Source data
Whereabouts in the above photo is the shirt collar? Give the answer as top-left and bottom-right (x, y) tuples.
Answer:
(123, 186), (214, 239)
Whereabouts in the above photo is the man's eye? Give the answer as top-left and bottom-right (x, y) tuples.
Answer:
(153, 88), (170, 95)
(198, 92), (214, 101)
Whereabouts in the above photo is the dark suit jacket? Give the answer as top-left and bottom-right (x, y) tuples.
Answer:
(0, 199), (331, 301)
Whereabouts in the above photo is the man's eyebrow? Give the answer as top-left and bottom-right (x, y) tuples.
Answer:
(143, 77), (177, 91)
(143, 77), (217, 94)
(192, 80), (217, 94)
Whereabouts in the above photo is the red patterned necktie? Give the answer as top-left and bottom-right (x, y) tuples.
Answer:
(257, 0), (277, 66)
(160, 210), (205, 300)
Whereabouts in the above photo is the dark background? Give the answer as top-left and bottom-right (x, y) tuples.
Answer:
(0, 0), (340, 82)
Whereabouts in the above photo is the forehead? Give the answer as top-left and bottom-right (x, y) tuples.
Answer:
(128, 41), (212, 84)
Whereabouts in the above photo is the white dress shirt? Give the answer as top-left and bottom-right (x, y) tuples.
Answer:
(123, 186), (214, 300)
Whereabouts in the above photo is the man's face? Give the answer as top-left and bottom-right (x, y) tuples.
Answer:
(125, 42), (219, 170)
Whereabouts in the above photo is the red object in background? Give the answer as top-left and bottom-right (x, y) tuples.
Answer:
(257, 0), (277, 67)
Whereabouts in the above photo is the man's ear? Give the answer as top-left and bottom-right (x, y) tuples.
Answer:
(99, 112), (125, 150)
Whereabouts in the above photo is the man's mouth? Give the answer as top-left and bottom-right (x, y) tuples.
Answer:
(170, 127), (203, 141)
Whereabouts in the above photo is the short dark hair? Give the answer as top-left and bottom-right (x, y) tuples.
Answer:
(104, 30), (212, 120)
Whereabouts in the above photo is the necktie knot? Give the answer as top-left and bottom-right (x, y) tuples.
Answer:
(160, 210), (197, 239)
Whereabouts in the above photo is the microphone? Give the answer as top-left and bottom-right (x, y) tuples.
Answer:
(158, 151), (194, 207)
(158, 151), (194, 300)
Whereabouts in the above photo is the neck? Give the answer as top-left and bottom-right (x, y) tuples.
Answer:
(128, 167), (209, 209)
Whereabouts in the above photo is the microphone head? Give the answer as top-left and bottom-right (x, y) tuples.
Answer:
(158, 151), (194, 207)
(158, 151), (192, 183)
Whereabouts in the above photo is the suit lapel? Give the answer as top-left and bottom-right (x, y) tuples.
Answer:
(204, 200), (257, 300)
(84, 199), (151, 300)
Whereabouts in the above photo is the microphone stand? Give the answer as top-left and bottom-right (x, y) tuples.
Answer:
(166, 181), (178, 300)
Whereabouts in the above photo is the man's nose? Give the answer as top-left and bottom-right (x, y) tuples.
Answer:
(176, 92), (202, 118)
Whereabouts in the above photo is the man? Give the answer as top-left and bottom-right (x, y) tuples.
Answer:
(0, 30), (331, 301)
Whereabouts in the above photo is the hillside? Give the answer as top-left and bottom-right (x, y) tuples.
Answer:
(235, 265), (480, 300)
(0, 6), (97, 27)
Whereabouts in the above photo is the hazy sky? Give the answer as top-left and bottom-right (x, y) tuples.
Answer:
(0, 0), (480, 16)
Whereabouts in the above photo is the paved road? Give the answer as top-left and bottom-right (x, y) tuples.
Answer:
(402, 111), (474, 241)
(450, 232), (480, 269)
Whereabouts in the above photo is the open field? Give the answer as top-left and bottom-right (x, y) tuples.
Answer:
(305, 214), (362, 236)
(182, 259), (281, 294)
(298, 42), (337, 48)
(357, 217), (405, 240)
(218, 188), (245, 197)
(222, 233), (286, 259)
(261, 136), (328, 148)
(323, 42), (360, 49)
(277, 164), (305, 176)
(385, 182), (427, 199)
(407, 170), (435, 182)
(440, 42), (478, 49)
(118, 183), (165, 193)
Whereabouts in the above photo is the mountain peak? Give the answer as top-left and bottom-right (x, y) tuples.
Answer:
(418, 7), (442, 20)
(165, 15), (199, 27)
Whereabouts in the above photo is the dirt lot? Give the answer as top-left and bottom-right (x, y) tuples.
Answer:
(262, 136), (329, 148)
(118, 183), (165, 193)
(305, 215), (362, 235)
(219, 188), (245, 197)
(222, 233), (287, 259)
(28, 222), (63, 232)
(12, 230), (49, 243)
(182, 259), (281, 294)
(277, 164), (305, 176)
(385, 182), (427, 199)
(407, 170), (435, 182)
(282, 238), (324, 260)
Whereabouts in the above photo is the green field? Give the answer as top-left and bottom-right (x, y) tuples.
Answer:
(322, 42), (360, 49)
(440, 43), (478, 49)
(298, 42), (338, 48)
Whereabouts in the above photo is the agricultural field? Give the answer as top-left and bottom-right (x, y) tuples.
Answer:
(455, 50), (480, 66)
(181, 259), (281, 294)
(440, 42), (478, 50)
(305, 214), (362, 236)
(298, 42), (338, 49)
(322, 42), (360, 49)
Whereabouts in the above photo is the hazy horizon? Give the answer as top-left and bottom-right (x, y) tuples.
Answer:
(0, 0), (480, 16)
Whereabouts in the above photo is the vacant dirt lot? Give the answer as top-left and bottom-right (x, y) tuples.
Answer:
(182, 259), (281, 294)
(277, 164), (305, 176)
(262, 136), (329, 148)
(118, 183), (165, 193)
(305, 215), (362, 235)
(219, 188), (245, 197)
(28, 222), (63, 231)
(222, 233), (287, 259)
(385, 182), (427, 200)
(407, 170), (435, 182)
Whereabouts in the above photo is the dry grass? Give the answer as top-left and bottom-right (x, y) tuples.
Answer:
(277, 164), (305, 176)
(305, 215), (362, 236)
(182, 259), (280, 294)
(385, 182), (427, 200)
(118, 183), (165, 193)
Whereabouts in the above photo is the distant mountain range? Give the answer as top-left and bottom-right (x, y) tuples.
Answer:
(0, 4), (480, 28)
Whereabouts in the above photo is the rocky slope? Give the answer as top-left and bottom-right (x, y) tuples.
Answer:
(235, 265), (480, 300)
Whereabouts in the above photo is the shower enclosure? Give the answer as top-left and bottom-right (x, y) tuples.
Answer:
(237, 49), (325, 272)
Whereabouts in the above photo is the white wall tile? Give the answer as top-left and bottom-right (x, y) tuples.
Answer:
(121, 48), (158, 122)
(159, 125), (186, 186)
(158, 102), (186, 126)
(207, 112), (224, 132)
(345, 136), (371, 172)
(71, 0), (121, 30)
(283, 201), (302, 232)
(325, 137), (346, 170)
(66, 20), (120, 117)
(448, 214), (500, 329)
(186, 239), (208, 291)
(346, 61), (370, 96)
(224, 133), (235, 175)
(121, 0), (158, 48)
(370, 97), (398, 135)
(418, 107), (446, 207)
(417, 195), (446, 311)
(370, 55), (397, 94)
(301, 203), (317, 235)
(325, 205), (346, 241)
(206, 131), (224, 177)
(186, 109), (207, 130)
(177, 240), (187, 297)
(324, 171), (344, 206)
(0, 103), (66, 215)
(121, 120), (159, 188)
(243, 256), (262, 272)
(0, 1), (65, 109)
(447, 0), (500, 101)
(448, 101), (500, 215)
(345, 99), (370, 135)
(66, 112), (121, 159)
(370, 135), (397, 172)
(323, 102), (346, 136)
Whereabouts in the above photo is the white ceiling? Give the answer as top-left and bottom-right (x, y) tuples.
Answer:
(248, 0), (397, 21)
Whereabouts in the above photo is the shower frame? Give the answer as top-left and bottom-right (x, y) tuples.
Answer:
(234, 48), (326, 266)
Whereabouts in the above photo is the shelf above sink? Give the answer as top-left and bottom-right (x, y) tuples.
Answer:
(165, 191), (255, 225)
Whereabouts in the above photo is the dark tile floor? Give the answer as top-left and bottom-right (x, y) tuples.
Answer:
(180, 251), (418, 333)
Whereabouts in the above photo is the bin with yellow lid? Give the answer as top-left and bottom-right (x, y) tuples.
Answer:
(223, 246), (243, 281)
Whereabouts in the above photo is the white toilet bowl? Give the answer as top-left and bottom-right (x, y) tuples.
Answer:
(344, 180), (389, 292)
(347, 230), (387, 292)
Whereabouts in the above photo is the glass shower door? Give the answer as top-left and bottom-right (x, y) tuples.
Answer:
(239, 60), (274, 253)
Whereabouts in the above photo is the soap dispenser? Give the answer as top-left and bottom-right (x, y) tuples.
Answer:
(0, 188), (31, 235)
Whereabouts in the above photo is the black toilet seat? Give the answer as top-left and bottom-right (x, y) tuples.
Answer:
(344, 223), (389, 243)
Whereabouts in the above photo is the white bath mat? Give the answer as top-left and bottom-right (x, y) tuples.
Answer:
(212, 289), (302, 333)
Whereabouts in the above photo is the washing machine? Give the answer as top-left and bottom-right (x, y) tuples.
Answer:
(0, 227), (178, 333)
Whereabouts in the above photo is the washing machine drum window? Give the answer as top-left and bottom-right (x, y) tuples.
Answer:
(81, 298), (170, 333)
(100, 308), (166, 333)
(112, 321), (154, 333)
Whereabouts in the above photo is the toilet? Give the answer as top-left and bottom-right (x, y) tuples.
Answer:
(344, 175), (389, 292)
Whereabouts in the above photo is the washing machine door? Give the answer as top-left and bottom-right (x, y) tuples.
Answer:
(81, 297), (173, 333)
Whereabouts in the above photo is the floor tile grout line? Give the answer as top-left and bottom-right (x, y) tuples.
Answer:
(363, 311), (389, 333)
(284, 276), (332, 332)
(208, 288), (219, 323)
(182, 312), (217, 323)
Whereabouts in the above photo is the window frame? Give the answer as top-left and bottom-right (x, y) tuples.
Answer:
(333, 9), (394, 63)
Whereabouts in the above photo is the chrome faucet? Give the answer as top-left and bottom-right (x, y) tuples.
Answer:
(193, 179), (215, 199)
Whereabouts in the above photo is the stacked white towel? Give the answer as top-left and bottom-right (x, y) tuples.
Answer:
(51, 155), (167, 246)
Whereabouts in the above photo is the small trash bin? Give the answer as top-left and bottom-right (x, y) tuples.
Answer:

**EXERCISE BRIEF:**
Copy the lines of the source data above word for word, starting at the line that contains "Whereabouts in the above photo is the man's ear?" and stopping after the line that contains "(84, 199), (151, 300)".

**EXPECTED OUTPUT:**
Whereabouts in the above photo is the man's ear? Give the answer as top-left and bottom-right (x, y) tuples.
Answer:
(99, 112), (125, 150)
Whereabouts in the above photo is the man's mouth? Give the answer as top-left and bottom-right (x, y) tuples.
Answer:
(170, 127), (203, 141)
Whereabouts in the above photo is the short dark hair? Give the answer as top-left and bottom-right (x, y) tuples.
Answer:
(104, 30), (212, 120)
Whereabouts in the above photo is the necktie knot? Give the answer as top-left and bottom-right (x, y) tuples.
Answer:
(160, 210), (197, 239)
Whereabouts in the above photo is the microphone? Give the answer as top-left and bottom-right (x, y) tuples.
Answer:
(158, 151), (194, 207)
(158, 151), (194, 300)
Whereabouts in the above photo is the neck? Give the answer as top-left and bottom-right (x, y) tuples.
Answer:
(128, 167), (209, 209)
Whereabouts in the above photo is the microphone head? Give the answer as top-left and bottom-right (x, y) tuples.
Answer:
(158, 151), (194, 207)
(158, 151), (192, 183)
Whereabouts in the above photo is the suit lapel? Give the answer as top-left and bottom-right (x, y) tuples.
Answer:
(204, 200), (257, 300)
(84, 199), (151, 300)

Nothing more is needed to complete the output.